27 Haziran 2016 Pazartesi

TATİL GELİYOR


Sahi tatile kaç gün kalmıştı?
Zamanın tik taklari fazlasıyla hızlı akarken sorular cevapları aramakta... Ramazan ayının sonlarına yaklaştık. Çok şükür güzel bir Ramazan geçirdim. Bayram da umuyorum ki daha da güzel geçecek. Fakat asıl tatil bayramdan sonra başlayacak. Gerçi kafamı götürdüğüm her yerde tatili yine kendim belirleyeceğim sanırım. Atanamayan bir öğretmen olarak güzel geçmeyen bir yüksek lisans döneminde kendimi düşündüğümde geriye dönüp bakıyorum ve hapseden büyük bir stres bulutunu görüyorum. Bu yüzden kafa tatili denilen o tatile ihtiyacım fazlasıyla var. Düşünmeden geçen bir kaç hafta bile benim için tatil aslında. Bu yüzden bu hafta belirlediğim kitapları almaya çalışacağım. Bayram kalabalığına yakalanmadan... Sizlerle de paylaşırım...Uzun uzadıya... Kitaplar konusunda fazlasıyla konuşkanım yorumlarım sayfalarca sürebilir ve alınacak bir kaç parça urun ekleyerek... Çantalar dolusu ürünle dışarı çıkanlardan değilim fazlasıyla.  Yorgun hatta tembelim bu konuda ama paylaşmak istedim. Benim gibi olanlar mutlaka vardır.

[Veri Kayıtları]

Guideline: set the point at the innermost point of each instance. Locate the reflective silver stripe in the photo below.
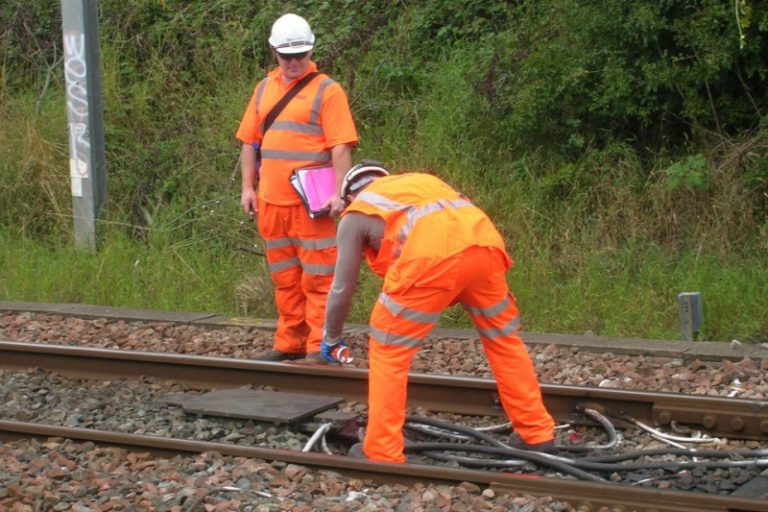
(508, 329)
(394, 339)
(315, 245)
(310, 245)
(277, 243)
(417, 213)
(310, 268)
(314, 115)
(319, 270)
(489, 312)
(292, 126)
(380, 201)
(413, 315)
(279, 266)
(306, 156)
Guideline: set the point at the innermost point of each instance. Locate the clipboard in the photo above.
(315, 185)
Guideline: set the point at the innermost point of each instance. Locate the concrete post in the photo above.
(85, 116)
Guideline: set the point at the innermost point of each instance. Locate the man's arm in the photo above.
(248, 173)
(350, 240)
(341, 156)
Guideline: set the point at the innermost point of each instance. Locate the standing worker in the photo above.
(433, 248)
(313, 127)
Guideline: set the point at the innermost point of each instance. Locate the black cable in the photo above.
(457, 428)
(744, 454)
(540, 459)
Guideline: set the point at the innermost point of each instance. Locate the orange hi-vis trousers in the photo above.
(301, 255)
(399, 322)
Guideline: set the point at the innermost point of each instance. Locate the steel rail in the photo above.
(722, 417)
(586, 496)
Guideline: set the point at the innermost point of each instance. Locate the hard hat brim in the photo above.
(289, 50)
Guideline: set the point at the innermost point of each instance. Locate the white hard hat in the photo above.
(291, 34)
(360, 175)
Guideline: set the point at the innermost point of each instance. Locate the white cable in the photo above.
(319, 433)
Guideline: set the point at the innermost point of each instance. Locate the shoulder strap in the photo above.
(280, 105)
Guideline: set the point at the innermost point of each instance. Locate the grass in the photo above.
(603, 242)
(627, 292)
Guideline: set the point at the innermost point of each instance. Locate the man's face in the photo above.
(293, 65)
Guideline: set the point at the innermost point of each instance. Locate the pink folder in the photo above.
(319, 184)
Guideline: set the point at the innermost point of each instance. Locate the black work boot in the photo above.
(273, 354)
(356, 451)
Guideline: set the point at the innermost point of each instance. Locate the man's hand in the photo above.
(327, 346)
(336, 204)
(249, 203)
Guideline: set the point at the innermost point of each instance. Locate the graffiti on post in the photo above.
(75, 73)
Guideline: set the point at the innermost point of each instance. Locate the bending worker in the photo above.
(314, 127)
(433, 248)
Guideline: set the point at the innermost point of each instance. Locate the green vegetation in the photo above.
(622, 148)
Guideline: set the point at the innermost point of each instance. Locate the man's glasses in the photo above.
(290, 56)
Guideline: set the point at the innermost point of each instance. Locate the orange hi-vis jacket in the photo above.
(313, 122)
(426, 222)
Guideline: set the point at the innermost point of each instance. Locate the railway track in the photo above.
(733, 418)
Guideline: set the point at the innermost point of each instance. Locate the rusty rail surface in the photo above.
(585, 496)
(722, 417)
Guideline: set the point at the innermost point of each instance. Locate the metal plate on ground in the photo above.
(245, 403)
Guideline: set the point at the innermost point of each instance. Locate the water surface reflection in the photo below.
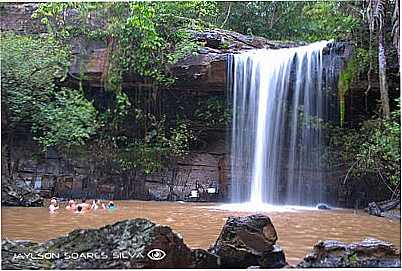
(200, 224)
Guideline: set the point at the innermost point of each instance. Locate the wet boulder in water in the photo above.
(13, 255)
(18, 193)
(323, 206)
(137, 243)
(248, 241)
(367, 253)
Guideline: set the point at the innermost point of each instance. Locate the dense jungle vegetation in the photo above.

[Çözülecek Sorular]
- 1) Tatil yazısına göre asıl tatil ne zaman başlayacak?
- 2) Tatil yazısını kaldığı yerden devam ettirin.

[Cevap Anahtarı]
- 1) Bayramdan sonra.

- 2)
Özellikle de kozmetik alanında indirimler bu kadar göze çarparken almak istediklerinizi sizlerde gözden geçirirsiniz. İki yıldır vazgeçemediğim Sephora göz makyajı temizleyici için diyebileceğim tek kelime "mükemmel" göz yakmayan ve defalarca kullanmanıza gerek kalmadan tek kullanımda büyük bir bölümünü temizleyen bir urun. Geçenlerde görmüştüm tatil setini indirime alan Sephora dan bu ürünün küçük boyunu alıp tatil boyunca deneyebilirsiniz. Bir ara aldığım Garnier göz makyajı bitirmeyi planlıyordum fakat gözlerimi yaktığı için kalan kısmını kullanmayı artık düşünmüyorum.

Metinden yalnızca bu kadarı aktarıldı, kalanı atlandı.